Start RECORDS SUPPLIED

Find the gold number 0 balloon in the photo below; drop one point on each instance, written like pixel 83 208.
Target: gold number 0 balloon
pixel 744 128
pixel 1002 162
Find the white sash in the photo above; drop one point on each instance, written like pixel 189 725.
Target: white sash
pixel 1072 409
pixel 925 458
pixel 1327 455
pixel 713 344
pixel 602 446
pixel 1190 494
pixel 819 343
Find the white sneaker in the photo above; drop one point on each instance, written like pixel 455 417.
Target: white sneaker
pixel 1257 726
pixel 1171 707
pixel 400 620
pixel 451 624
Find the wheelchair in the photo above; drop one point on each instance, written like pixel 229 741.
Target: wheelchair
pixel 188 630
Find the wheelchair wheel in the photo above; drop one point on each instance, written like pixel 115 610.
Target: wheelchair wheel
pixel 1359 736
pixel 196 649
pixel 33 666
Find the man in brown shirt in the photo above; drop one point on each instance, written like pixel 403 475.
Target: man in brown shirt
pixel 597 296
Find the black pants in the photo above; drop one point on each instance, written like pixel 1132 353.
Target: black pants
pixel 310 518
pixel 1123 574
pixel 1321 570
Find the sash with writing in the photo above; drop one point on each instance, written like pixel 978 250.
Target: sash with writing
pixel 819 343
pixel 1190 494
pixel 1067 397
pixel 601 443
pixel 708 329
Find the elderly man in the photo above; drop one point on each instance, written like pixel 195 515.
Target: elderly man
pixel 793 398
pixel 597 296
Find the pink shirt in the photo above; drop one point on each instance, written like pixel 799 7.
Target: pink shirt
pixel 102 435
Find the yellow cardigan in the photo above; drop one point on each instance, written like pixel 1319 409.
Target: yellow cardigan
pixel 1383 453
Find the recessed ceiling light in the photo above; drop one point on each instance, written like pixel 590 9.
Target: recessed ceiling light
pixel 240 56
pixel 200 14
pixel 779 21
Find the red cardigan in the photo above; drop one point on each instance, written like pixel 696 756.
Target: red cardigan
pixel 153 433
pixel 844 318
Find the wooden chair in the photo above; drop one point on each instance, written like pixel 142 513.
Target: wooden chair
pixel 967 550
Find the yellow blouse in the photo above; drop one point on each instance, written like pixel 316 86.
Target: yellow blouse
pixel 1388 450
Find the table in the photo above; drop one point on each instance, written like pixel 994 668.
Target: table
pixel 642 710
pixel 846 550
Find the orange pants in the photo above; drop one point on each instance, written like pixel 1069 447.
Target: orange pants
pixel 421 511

End RECORDS SUPPLIED

YOUR TASK: Convert the lines above into a Markdown table with two columns, Row and Line. Number every line in order and leave out any blank lines.

EXERCISE RESPONSE:
| Row | Line |
|---|---|
| 1 | Find the gold number 0 balloon in the photo below; drop one point on each instance, written like pixel 83 208. |
| 2 | Target: gold number 0 balloon |
| 3 | pixel 744 128 |
| 4 | pixel 1002 162 |
| 5 | Find the white sash in the photo above; drop one point on each instance, written like pixel 189 725. |
| 6 | Target: white sash |
| 7 | pixel 1072 409 |
| 8 | pixel 925 458 |
| 9 | pixel 1327 455 |
| 10 | pixel 713 344 |
| 11 | pixel 602 446 |
| 12 | pixel 1190 494 |
| 13 | pixel 819 343 |
| 14 | Find the white sneaker in the photo above; drop one point on each instance, written like pixel 455 417. |
| 15 | Target: white sneaker |
| 16 | pixel 1257 726 |
| 17 | pixel 1171 707 |
| 18 | pixel 400 620 |
| 19 | pixel 451 624 |
| 20 | Find the wheelchair in the photo above; drop one point on each instance, written like pixel 229 741. |
| 21 | Target: wheelchair |
| 22 | pixel 188 630 |
| 23 | Find the wheelchair wheel in the photo above; drop one point on each instance, written like pixel 115 610. |
| 24 | Target: wheelchair wheel |
| 25 | pixel 1359 736 |
| 26 | pixel 196 649 |
| 27 | pixel 33 666 |
| 28 | Find the man in brown shirt in the photo above; drop one point on each instance, written like pixel 403 475. |
| 29 | Target: man in brown shirt |
| 30 | pixel 597 296 |
| 31 | Find the black pants in the photo above; drop one point on each instance, written like pixel 1132 353. |
| 32 | Target: black pants |
| 33 | pixel 310 518 |
| 34 | pixel 1123 574 |
| 35 | pixel 1321 570 |
| 36 | Find the sash with writing in the photo above; drop one point on each instance, written like pixel 978 250. |
| 37 | Target: sash with writing |
| 38 | pixel 819 343 |
| 39 | pixel 1190 494 |
| 40 | pixel 1067 397 |
| 41 | pixel 601 443 |
| 42 | pixel 708 329 |
| 43 | Find the elderly man in the photo above; drop one point on each instance, written like pixel 195 515. |
| 44 | Target: elderly man |
| 45 | pixel 793 398 |
| 46 | pixel 597 296 |
| 47 | Find the pink shirt in the photo above; drop one point on each instance, written like pixel 799 7. |
| 48 | Target: pink shirt |
| 49 | pixel 102 435 |
| 50 | Find the yellow cardigan in the photo above; drop one point on each instance, written like pixel 1319 409. |
| 51 | Target: yellow cardigan |
| 52 | pixel 1383 453 |
| 53 | Find the recessed ceiling light in the photo above; drop one point on each instance, written like pixel 590 9. |
| 54 | Target: recessed ceiling light |
| 55 | pixel 240 56 |
| 56 | pixel 200 14 |
| 57 | pixel 779 21 |
| 58 | Find the red cardigan in the photo above; drop one point on each instance, written like pixel 696 756. |
| 59 | Target: red cardigan |
| 60 | pixel 153 433 |
| 61 | pixel 844 318 |
| 62 | Find the wooden chair in the photo above; drop one point on each instance, written like pixel 142 513. |
| 63 | Target: wooden chair |
| 64 | pixel 967 550 |
| 65 | Find the yellow blouse in the photo above; drop one point on each instance, written like pixel 316 86. |
| 66 | Target: yellow blouse |
| 67 | pixel 1388 450 |
| 68 | Find the table in the photo above; drop one point on each instance, written like pixel 994 668. |
| 69 | Target: table |
| 70 | pixel 642 710 |
| 71 | pixel 846 550 |
| 72 | Find the orange pants in the photo above; drop one point on each instance, written like pixel 1069 447. |
| 73 | Target: orange pants |
| 74 | pixel 421 511 |